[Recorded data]
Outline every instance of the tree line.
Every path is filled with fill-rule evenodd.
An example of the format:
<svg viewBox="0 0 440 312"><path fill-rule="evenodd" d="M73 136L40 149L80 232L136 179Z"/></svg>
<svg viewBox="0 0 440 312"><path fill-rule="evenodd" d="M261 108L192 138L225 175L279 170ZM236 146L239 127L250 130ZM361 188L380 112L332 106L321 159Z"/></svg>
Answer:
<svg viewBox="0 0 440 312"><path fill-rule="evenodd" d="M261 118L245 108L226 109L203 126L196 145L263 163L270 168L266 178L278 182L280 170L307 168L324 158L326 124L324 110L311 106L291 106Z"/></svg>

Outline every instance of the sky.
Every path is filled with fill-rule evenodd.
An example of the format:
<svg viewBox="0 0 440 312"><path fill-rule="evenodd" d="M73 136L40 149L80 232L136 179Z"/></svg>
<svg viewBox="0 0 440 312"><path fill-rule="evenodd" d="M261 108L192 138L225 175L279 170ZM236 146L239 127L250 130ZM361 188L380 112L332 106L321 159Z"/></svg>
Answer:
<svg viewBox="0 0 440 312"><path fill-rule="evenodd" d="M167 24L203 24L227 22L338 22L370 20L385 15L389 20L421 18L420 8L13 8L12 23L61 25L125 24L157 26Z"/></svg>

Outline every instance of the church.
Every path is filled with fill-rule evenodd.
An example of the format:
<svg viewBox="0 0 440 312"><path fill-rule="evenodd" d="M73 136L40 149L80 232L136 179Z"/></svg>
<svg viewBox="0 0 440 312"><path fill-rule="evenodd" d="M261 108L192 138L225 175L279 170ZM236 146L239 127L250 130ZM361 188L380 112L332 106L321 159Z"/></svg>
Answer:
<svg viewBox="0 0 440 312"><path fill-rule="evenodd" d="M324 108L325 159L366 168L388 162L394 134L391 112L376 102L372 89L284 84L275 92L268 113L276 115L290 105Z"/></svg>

(Problem to solve) Could you turn the stretch of items from the line containing "Outline every instance of the church." through the end of the items into a two-column CSV with the headers item_text and item_answer, one row per item? Wrap each field in double quotes and replace any line breaks with spaces.

(Result of this exercise)
item_text,item_answer
"Outline every instance of the church. Every path is filled with fill-rule evenodd. An example of the format: <svg viewBox=""0 0 440 312""><path fill-rule=""evenodd"" d=""M73 136L40 149L80 232L136 179Z""/></svg> <svg viewBox=""0 0 440 312""><path fill-rule=""evenodd"" d=""M261 108L192 138L225 175L279 170ZM236 146L239 127L250 130ZM361 188L380 112L332 106L321 159Z""/></svg> Answer:","<svg viewBox=""0 0 440 312""><path fill-rule=""evenodd"" d=""M324 108L325 159L366 168L388 162L394 134L391 112L376 102L372 89L284 84L275 92L268 113L276 115L290 105Z""/></svg>"